Given passage:
▽

Thread (13 messages) 13 messages, 5 authors, 2016-03-17

Re: Handling of non-positional data through evdev

From: Roderick Colenbrander <hidden>
Date: 2016-03-15 21:09:22

Hi Benjamin,

Thanks for your reply so far. I wasn't aware of hwdb, but it could be
interesting for us for some situations.

My device is more like a joystick with many directional axes in
addition to the accelerometer and gyro functionality. I can easily
remap the sensor axes to be reported using REL_* constants, but the
main issue for me are the units. The device has many keys, axes and
the only way to only solution is to hard code the data type in the
application on whether to interpret relative axis data as e.g. units
per rad/s, units per G or units per mm.

Ideally I'm looking for a way to solve the unit problem, but I'm not
sure yet how (new axis type or new ioctl...)

Thanks,
Roderick

On Tue, Mar 15, 2016 at 1:07 PM, Benjamin Tissoires
[off-list ref] wrote:
HI Roderick,

[adding some people in the discussion]

On Tue, Mar 15, 2016 at 8:26 PM, Roderick Colenbrander
[off-list ref] wrote:
quoted
Hi all,

I'm working on a device driver for an input device, which has both
directional axes in addition to sensors (accelerometer and gyro). I'm
trying to figure out how to map these axes properly, but I'm stumbling
on some road blocks. Directional axes should be mapped to e.g.
ABS_X/_Y/_Z, while relative axes make most sense for sensors. The main
issue I'm seeing is that there is no way to determine using evdev what
type of data is exposed on an axis.
I am not entirely sure of what you mean by "relative axes". In the
evdev world, relative axes are given through REL_* and there is a
clear separation between relative (think mice) and absolute (think
touchscreen).
quoted
Based on definitions in input.h, it seems traditionally ABS_X/_Y/_Z
had a resolution of 'units per millimeter', while ABS_RX/_RY/_RZ where
meant for rotational axes in 'units per radian'. Over the years
handling of these axes evolved, where gamepads often use
ABS_RX/_RY/_RZ for the right stick, which is 'units per millimeter'.
According to our API, ABS_X/Y/Z are positional axis, and are reported
no matter what as "unit per mm" as you mentioned.

△

Supplied material:
▽

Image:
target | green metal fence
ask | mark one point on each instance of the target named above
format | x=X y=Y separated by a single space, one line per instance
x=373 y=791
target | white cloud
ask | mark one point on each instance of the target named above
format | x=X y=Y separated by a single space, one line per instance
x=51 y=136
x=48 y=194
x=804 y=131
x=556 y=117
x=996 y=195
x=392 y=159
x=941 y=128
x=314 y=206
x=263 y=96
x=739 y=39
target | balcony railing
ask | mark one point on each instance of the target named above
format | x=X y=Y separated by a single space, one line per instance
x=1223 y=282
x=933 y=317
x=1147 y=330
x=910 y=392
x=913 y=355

△
▽

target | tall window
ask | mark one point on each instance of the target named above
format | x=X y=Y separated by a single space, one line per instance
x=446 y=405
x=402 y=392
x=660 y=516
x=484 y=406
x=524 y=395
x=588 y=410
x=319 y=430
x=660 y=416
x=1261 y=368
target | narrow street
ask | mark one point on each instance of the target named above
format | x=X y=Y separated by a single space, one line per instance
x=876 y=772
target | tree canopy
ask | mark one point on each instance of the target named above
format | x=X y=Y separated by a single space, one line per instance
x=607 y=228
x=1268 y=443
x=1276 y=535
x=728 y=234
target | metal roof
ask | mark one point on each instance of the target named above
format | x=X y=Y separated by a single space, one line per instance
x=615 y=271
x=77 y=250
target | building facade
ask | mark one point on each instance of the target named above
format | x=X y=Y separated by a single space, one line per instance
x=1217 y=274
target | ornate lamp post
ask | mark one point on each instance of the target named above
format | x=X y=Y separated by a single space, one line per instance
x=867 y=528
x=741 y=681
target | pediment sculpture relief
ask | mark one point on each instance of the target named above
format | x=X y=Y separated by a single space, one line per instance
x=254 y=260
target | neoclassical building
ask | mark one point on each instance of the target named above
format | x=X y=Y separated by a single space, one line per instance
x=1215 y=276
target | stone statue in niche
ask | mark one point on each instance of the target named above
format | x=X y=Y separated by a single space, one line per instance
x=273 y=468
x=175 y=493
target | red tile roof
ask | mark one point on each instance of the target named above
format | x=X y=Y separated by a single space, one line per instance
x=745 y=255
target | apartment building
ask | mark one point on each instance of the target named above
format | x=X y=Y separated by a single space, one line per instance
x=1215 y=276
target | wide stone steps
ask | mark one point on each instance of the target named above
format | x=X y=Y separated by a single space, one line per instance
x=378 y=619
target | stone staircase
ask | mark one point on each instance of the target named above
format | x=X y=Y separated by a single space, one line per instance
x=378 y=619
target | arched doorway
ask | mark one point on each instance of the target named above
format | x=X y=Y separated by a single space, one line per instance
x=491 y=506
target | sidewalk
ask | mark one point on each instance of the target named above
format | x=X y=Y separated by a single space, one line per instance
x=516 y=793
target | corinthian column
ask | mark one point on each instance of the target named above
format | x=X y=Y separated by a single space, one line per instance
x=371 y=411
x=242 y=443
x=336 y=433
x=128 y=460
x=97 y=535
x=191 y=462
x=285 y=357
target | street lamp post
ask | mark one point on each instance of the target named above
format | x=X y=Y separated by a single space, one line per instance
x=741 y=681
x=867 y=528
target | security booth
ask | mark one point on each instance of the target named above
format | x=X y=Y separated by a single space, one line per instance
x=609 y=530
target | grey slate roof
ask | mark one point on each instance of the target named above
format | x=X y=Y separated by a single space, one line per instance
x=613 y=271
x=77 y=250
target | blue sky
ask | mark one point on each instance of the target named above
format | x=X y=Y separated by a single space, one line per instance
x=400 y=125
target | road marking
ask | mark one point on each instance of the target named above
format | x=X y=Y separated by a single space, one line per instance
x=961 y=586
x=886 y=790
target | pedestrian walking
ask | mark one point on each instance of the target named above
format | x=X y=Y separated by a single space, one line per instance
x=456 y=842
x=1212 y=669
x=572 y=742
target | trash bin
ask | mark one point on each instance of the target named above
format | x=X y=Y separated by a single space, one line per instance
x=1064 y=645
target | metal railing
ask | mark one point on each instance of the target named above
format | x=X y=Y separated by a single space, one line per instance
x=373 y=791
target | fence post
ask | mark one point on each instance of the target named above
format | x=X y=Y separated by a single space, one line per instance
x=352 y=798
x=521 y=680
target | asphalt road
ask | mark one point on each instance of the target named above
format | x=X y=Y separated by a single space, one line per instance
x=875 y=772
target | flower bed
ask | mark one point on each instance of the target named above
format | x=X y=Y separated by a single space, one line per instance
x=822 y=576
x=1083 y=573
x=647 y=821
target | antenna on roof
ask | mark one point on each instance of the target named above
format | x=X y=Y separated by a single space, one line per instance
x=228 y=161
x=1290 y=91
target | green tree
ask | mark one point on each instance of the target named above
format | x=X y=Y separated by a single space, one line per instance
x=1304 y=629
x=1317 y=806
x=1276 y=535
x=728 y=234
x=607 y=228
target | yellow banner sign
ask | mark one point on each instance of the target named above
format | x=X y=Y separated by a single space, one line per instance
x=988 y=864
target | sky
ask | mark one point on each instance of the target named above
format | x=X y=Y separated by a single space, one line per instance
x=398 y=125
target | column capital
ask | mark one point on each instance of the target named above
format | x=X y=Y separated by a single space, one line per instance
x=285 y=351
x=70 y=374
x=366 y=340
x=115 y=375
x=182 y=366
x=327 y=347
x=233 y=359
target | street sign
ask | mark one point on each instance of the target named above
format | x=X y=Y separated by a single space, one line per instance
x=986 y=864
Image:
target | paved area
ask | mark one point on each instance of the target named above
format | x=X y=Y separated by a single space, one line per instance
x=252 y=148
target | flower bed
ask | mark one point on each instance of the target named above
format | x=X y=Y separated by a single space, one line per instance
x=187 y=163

△
▽

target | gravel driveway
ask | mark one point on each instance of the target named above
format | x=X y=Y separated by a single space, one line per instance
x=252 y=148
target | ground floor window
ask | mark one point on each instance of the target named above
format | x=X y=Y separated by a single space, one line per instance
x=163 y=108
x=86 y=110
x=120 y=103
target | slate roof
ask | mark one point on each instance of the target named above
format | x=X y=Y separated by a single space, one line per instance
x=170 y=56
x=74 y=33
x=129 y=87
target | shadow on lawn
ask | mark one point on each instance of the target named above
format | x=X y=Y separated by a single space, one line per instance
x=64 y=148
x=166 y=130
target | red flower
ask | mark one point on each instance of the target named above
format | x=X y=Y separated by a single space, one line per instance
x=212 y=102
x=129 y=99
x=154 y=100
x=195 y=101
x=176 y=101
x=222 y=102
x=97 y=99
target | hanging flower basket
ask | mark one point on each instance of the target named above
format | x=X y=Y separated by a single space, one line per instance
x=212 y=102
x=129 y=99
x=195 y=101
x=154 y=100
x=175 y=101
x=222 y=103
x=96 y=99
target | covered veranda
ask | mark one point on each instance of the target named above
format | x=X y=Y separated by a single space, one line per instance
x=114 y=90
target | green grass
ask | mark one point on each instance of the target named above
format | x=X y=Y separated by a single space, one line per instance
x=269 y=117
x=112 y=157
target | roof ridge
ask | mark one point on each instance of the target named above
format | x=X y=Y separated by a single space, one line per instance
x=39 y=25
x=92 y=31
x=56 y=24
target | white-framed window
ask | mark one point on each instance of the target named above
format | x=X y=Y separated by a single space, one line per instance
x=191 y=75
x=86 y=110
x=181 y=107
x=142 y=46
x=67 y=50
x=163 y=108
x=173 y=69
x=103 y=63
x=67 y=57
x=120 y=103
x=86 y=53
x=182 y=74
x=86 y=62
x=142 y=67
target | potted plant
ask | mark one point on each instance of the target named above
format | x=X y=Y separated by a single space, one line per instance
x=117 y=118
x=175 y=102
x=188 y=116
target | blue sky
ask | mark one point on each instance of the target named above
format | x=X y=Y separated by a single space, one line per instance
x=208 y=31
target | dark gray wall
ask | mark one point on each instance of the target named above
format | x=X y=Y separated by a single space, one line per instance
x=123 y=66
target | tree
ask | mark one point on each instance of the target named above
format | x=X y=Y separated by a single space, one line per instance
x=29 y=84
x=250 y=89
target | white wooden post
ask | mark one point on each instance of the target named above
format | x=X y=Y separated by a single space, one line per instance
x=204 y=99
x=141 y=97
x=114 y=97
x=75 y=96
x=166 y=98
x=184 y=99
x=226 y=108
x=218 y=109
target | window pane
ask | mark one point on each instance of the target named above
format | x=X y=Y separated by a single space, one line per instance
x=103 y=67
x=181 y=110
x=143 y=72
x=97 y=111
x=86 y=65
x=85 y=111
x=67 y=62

△

Work to do:
(A) Shorten the paragraph of the evdev thread that begins "Based on definitions in input.h" while keeping its main facts.
(B) Rewrite the evdev thread from "I'm working on" to "touchscreen).", changing "road blocks" to "obstacles".
The rows above are separate from the evdev thread.

Results:
(A) According to input.h, ABS_X/_Y/_Z traditionally had a resolution in units per millimeter, and ABS_RX/_RY/_RZ were intended for rotational axes in units per radian. Over time, gamepads have often used ABS_RX/_RY/_RZ for the right stick, which is in units per millimeter.

(B)
I'm working on a device driver for an input device, which has both
directional axes in addition to sensors (accelerometer and gyro). I'm
trying to figure out how to map these axes properly, but I'm stumbling
on some obstacles. Directional axes should be mapped to e.g.
ABS_X/_Y/_Z, while relative axes make most sense for sensors. The main
issue I'm seeing is that there is no way to determine using evdev what
type of data is exposed on an axis.
I am not entirely sure of what you mean by "relative axes". In the
evdev world, relative axes are given through REL_* and there is a
clear separation between relative (think mice) and absolute (think
touchscreen).